_TEXTO DE LEITURA_.
>>>

Esta outra exposição, uma espécie de derivação da primeira, chama-se “Rastros de Athos” e traz o trabalho de duas ou três gerações de artistas brasilienses que vivem e produzem sob a sombra de Athos Bulcão (1918-2008).Sombra tão gentil e acolhedora quanto incontornável. Uma vez que a obra de Athos Bulcão se confunde com a paisagem da nova capital desde a sua inauguração – ou melhor, desde antes disso, desde as primeiras maquetes, os primeiros esboços. Natural, portanto, que a esta altura a obra de Athos Bulcão já se confunda com o pensamento estético e a apreensão visual de quem cresceu pelas superquadras e pelos pilotis de Brasília.

<<<

_INFORMAÇÕES EXTRAÍDAS_.

>>>

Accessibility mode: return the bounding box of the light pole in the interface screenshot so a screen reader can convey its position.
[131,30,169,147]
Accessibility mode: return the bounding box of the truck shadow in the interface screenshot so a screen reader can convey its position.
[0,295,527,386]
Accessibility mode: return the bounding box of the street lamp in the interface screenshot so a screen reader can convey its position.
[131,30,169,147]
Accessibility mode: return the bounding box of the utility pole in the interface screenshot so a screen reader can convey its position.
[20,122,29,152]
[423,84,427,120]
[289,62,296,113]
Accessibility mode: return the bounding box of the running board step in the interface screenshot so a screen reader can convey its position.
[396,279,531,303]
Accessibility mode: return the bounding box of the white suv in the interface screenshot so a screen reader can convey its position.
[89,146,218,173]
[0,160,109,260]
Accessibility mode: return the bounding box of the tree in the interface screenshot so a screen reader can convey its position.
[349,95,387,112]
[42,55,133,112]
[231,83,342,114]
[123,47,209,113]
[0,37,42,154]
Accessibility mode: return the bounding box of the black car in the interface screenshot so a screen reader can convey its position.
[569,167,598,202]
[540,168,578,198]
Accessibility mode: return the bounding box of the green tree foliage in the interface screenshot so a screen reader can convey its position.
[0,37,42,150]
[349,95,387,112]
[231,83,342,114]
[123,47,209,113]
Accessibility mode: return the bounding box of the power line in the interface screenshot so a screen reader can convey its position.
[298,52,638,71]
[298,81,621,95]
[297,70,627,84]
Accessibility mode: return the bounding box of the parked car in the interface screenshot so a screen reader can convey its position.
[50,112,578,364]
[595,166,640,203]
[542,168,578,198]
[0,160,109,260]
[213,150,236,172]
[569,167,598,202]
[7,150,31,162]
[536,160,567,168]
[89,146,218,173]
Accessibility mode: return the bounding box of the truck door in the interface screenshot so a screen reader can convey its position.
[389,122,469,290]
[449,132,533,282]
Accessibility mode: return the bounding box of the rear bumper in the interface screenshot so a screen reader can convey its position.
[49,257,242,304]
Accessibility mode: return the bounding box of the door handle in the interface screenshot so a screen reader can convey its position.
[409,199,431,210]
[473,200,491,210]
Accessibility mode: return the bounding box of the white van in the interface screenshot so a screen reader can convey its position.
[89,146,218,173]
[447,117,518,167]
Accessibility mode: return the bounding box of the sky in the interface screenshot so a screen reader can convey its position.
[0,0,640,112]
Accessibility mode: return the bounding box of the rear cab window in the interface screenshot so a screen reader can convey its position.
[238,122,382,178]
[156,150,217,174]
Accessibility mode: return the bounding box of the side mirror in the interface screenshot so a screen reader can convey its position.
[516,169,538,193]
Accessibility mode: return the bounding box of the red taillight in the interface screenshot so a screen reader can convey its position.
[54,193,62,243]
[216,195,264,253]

<<<

_DESAFIO 1_.
Segundo o texto de leitura, qual é o nome da exposição?
_DESAFIO 2_.
Reproduza o trecho do texto de leitura que começa nas palavras "Esta outra exposição, uma" e termina logo depois de "pilotis de Brasília.".

_RESPOSTA COMPLETA 1_.
“Rastros de Athos”.

_RESPOSTA COMPLETA 2_.
Esta outra exposição, uma espécie de derivação da primeira, chama-se “Rastros de Athos” e traz o trabalho de duas ou três gerações de artistas brasilienses que vivem e produzem sob a sombra de Athos Bulcão (1918-2008).Sombra tão gentil e acolhedora quanto incontornável. Uma vez que a obra de Athos Bulcão se confunde com a paisagem da nova capital desde a sua inauguração – ou melhor, desde antes disso, desde as primeiras maquetes, os primeiros esboços. Natural, portanto, que a esta altura a obra de Athos Bulcão já se confunda com o pensamento estético e a apreensão visual de quem cresceu pelas superquadras e pelos pilotis de Brasília.